WHAT THIS TASK INVOLVES: Begin at the line below that has "This is a quality-assurance pass. Enumerate every ice" and continue through the last row. Can you write out every line in that span again, requests included, with each bounding-box coordinate in the answers shifted up by 36 and the numbers in the format samples left unchanged?

RECORDS FOR PROCESSING:

.....

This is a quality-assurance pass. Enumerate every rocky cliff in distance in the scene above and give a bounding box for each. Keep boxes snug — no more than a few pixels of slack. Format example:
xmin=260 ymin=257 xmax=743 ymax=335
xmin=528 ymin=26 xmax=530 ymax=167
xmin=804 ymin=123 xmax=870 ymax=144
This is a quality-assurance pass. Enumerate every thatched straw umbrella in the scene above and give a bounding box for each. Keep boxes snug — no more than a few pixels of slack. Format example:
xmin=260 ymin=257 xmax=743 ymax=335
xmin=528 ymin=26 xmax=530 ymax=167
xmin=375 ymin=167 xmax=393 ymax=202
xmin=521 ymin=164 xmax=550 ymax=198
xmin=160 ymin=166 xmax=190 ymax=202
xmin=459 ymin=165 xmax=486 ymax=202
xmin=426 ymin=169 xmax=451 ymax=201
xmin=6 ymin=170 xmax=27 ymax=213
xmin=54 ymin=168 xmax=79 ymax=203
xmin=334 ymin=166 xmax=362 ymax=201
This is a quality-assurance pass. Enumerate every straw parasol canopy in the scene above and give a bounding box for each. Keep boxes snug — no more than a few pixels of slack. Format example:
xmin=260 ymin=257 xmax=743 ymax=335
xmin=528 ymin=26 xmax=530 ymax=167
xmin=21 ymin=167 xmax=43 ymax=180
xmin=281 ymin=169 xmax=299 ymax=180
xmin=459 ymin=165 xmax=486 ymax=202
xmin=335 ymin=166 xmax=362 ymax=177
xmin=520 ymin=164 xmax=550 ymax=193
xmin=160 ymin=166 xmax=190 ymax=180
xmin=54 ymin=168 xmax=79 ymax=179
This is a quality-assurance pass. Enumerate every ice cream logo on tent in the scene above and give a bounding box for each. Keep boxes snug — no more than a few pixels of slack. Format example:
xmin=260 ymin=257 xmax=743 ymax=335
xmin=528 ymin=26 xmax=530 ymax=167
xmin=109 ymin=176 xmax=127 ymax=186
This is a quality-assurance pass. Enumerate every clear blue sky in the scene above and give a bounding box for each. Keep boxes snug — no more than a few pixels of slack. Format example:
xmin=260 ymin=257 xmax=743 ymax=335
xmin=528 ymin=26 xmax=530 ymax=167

.....

SOLUTION TO THE EXERCISE:
This is a quality-assurance pass. Enumerate every ice cream logo on tent in the scene above and give a bounding box for each. Keep boxes snug — no more than a few pixels of slack. Format example:
xmin=260 ymin=257 xmax=743 ymax=335
xmin=528 ymin=26 xmax=530 ymax=167
xmin=145 ymin=212 xmax=163 ymax=222
This is a quality-assurance pass. Enumerate every clear blue sky in the scene above and give a bounding box for each. Keep boxes snug — no more than a few pixels of slack. Format example:
xmin=260 ymin=257 xmax=743 ymax=335
xmin=528 ymin=26 xmax=530 ymax=167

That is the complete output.